» **PROBLEM DESCRIPTION**
In the sinking funds text below, rewrite the part between "Think of a sinking" and "earlier than anticipated.", inclusive, with "automatic deposit" replaced by "recurring transfer".

» **PASSAGE**
%%
Think of a sinking fund category that you want, add up a year’s worth of expenses, and then divide by 12. Set up an automatic deposit for that same amount every month. Done. Easy. Maybe start an account with a decent balance (say $100) from your upcoming tax return or funds from a garage sale. That way you’re primed if something comes up earlier than anticipated.
My family has multiple sinking funds for holding our saved money, each with their own checking account…
- Vacation fund: aka my happy place fund! This is where we save on everyday things to splurge on what we really want. Because we decided that getting away as a family is important to us. You can have an entirely different “save to splurge” account, it’s okay whatever it is. Just so long as you plan for it!
- House fund: all large purchases such as new furniture, HVAC services, large tree limb pruning service, carpet cleaning, etc
- car fund: car insurance, oil changes, car repairs, new tires
- Kiddo fund: all her medical costs (our three-year-old has Cerebral Palsy, so her expenses are considerable even with health insurance). Also, a new set of clothes each spring and fall (as kiddos grow fast!), etc. In the graphic below this is the “ABLE” account, it’s similar to a college savings 529 account, but it can be used for more things that just college (i.e. medical needs).
%%
» **SOURCE MATERIAL**
%%
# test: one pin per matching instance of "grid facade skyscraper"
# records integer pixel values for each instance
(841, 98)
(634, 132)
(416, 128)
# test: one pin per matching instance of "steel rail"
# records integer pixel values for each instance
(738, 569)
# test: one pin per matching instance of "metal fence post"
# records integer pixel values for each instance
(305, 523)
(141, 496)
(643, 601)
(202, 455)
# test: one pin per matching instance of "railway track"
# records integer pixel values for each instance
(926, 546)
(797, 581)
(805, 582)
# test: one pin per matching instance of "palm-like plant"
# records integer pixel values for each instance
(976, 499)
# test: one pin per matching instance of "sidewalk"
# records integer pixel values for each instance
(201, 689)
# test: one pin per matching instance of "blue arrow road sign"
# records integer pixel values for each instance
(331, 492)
%%
» **SOLUTION FOR THIS EXERCISE**
Think of a sinking fund category that you want, add up a year’s worth of expenses, and then divide by 12. Set up an recurring transfer for that same amount every month. Done. Easy. Maybe start an account with a decent balance (say $100) from your upcoming tax return or funds from a garage sale. That way you’re primed if something comes up earlier than anticipated.